_What to do:_ Leave out the pictures and transcribe the rest of the records exactly.

-------- Materials provided --------

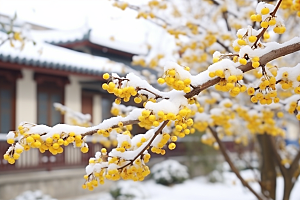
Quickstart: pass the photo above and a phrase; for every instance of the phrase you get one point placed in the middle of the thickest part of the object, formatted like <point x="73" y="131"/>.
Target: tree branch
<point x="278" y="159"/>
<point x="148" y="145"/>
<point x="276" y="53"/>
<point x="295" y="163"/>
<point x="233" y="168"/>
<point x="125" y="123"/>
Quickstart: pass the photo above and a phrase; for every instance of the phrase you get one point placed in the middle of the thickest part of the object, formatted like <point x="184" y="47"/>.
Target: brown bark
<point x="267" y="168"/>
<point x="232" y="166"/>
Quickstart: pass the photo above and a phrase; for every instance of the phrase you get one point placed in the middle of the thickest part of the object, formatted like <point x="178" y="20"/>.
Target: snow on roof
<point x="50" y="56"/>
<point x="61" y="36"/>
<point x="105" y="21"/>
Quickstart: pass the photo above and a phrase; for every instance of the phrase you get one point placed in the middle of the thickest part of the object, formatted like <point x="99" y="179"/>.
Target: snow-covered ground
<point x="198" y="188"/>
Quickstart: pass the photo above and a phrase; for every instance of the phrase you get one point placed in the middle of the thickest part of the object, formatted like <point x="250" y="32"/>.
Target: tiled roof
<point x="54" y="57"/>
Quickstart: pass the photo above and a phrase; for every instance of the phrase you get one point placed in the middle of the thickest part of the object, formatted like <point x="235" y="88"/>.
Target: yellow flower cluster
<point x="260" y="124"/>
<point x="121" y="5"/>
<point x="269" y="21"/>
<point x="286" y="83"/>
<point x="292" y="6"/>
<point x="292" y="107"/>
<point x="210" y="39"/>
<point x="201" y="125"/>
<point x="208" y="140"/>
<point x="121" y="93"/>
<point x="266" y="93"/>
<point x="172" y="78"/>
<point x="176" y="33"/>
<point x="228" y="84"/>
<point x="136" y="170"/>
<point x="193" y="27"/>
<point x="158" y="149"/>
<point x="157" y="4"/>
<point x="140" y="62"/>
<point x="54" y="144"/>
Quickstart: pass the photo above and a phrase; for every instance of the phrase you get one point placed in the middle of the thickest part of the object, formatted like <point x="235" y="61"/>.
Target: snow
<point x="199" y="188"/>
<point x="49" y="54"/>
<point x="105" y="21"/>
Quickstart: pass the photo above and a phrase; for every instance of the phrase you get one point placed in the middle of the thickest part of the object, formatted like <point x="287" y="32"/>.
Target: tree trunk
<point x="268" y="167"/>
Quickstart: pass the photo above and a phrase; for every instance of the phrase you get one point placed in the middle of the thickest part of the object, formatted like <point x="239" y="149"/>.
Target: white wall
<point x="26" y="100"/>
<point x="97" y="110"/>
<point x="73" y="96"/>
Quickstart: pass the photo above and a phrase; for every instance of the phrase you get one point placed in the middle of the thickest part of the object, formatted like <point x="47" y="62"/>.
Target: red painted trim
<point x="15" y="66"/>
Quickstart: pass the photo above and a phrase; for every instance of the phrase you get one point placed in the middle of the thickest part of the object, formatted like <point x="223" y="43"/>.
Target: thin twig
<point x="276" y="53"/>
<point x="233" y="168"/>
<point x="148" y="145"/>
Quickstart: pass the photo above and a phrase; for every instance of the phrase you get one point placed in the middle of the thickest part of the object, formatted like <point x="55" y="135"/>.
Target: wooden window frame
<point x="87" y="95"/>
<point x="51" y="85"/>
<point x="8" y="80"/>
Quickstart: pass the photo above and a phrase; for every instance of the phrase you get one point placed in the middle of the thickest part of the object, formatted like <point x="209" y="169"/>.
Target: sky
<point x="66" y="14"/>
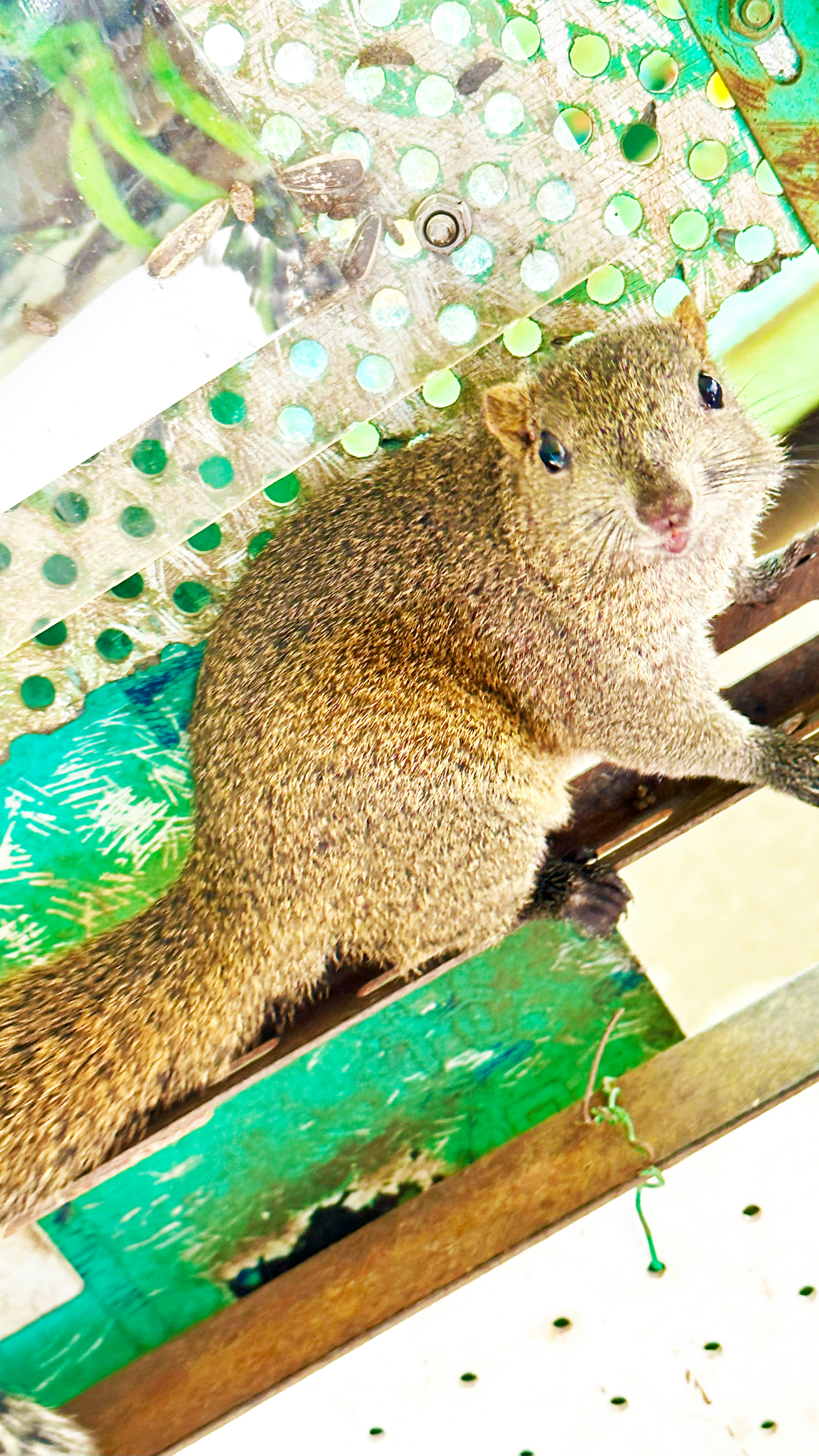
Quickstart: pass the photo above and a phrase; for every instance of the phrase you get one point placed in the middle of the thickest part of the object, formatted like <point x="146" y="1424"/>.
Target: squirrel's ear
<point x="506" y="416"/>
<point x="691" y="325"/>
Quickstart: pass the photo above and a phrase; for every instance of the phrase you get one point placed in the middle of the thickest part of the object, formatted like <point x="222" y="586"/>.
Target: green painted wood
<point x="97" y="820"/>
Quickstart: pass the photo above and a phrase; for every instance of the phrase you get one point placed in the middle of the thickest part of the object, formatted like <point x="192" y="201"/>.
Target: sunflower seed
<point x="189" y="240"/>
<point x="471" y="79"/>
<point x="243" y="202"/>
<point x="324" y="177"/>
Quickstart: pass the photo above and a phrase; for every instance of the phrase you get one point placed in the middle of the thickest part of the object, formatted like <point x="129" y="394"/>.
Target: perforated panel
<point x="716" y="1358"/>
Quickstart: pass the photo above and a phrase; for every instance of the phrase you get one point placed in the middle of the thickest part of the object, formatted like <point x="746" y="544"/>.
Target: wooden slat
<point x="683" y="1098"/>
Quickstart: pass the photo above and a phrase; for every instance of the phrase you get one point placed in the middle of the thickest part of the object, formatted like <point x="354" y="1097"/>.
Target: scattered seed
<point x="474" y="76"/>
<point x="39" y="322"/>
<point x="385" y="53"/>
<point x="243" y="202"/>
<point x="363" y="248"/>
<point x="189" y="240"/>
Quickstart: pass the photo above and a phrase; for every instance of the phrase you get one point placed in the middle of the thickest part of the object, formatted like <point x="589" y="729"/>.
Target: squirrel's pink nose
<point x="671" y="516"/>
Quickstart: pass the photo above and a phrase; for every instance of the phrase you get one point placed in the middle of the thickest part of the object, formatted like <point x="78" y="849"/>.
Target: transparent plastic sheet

--------

_Full response:_
Quickstart: pass the photo above and a phrase; for every instance of the phrase you get one point placed in the middle of the thickest part of the object, formatted like <point x="73" y="131"/>.
Target: tree branch
<point x="278" y="159"/>
<point x="148" y="145"/>
<point x="276" y="53"/>
<point x="295" y="163"/>
<point x="233" y="168"/>
<point x="125" y="123"/>
Quickstart: pass the photo above and a phrase; for every instance of the phrase you get one point placed in the middle of the thickest part of the object, formatted like <point x="184" y="47"/>.
Target: brown bark
<point x="267" y="168"/>
<point x="232" y="166"/>
Quickstart: pass the photo above and a phrase; for every instance of the phrase you get one point placed in the middle of the thickest part of the object, formatted like <point x="178" y="20"/>.
Target: snow on roof
<point x="50" y="56"/>
<point x="61" y="36"/>
<point x="105" y="21"/>
Quickstart: pass the photo above and a phrase; for every instance of the phrase you get one point placed in the middle of the thickest part of the object, formatted like <point x="99" y="179"/>.
Target: snow-covered ground
<point x="198" y="188"/>
Quickstart: pass the photo above and a phrase; for every instance of the phrase you get one point placed in the middle of the thickest part of the object, formatted like <point x="250" y="32"/>.
Target: tiled roof
<point x="54" y="57"/>
Quickstart: pass the photo above and a phrase; for every instance of the phrase you get one point placed in the middle of the thickest part of the object, formatted like <point x="235" y="88"/>.
Target: yellow flower cluster
<point x="260" y="124"/>
<point x="121" y="5"/>
<point x="269" y="21"/>
<point x="286" y="83"/>
<point x="292" y="6"/>
<point x="292" y="107"/>
<point x="210" y="39"/>
<point x="201" y="125"/>
<point x="208" y="140"/>
<point x="121" y="93"/>
<point x="266" y="93"/>
<point x="172" y="78"/>
<point x="176" y="33"/>
<point x="228" y="84"/>
<point x="136" y="170"/>
<point x="193" y="27"/>
<point x="158" y="149"/>
<point x="157" y="4"/>
<point x="140" y="62"/>
<point x="54" y="144"/>
Quickstart: pass the photo above and a phrase; for every instance of the phrase you get one point placed in the middle of the thickest part of the object, formatted like <point x="235" y="61"/>.
Target: snow
<point x="199" y="188"/>
<point x="49" y="54"/>
<point x="105" y="21"/>
Quickstart: pass the photo above and a phrase; for every instance of the phrase you get one point placed in the middle of the thickest part of the object, formatted like <point x="287" y="32"/>.
Target: tree trunk
<point x="268" y="167"/>
Quickstart: pass the photo above and a phrase; for every instance of the phrase you get one point placed in the middle of the thickest part of the object, formatted like <point x="239" y="149"/>.
Target: white wall
<point x="26" y="100"/>
<point x="97" y="110"/>
<point x="73" y="96"/>
Quickstart: pass the photo above and a phrase; for every instance of the phrase you get one point placed in the middle of the thickest part of the object, formatted like <point x="47" y="62"/>.
Target: red painted trim
<point x="15" y="66"/>
Quickstart: pass the photo above and a phrase; for every instance of the phrase you get one point placed in the middle of the thickest part of the object, formatted like <point x="223" y="43"/>.
Target: thin twig
<point x="276" y="53"/>
<point x="233" y="168"/>
<point x="148" y="145"/>
Quickstart: pass the photo above and a phrase; for every instance of the phrase you get one point placed in the middle of the thickest part of the object, formatted like <point x="55" y="135"/>.
Target: wooden window frame
<point x="87" y="95"/>
<point x="51" y="85"/>
<point x="8" y="80"/>
Quickstart: pass the photo above and a phrase; for every instance of the phrase you get one point placed in the middle of the thickest part of the object, formatted like <point x="209" y="169"/>.
Target: sky
<point x="66" y="14"/>
Quickstart: pass the photo above and a phrase; for every instance of the phrase you get one point placed in the middle of the thickest part of the object, formatted like <point x="146" y="1424"/>.
Target: squirrel's ear
<point x="506" y="416"/>
<point x="691" y="325"/>
Quickstart: pass the photo above and a phrase; for every instance of the phrase you get one point placed in the middle of the thickest part of the object, formatted like <point x="222" y="586"/>.
Target: green painted wood
<point x="97" y="820"/>
Quickstart: pass the photo above and a phrase; for every instance of the phrase you get one point placed in the middle of the thickest part of the object, formatted like <point x="192" y="201"/>.
Target: sunflower seed
<point x="189" y="240"/>
<point x="471" y="79"/>
<point x="243" y="202"/>
<point x="324" y="177"/>
Quickstart: pass the photo above and a phrase; for every instance of the phrase you get one point placed in the middle of the thickest part of the object, formatted like <point x="129" y="394"/>.
Target: perforated panel
<point x="716" y="1358"/>
Quickstart: pass the photo above and a phrase; for every instance of the phrase you get one point placed in the middle of the thickest part of the object, formatted like <point x="746" y="544"/>.
Target: wooden slat
<point x="683" y="1098"/>
Quickstart: pass the photo above and a phrase; for every instance of the phrase you get one point placed in the middle of the thickest part of the object, formatted like <point x="354" y="1097"/>.
Target: scattered seed
<point x="474" y="76"/>
<point x="39" y="322"/>
<point x="385" y="53"/>
<point x="243" y="202"/>
<point x="363" y="248"/>
<point x="189" y="240"/>
Quickstart: pass the photo above and a phrase; for every instance of the phrase you get one point placed in the middle of the thickest part of the object, formatted like <point x="589" y="729"/>.
Target: squirrel's pink nose
<point x="671" y="516"/>
Quickstart: pass the photo above and a phrase; for every instance of the phrase you get one point placed in the middle of the thickest part of the object, formatted like <point x="78" y="849"/>.
Target: transparent plastic sheet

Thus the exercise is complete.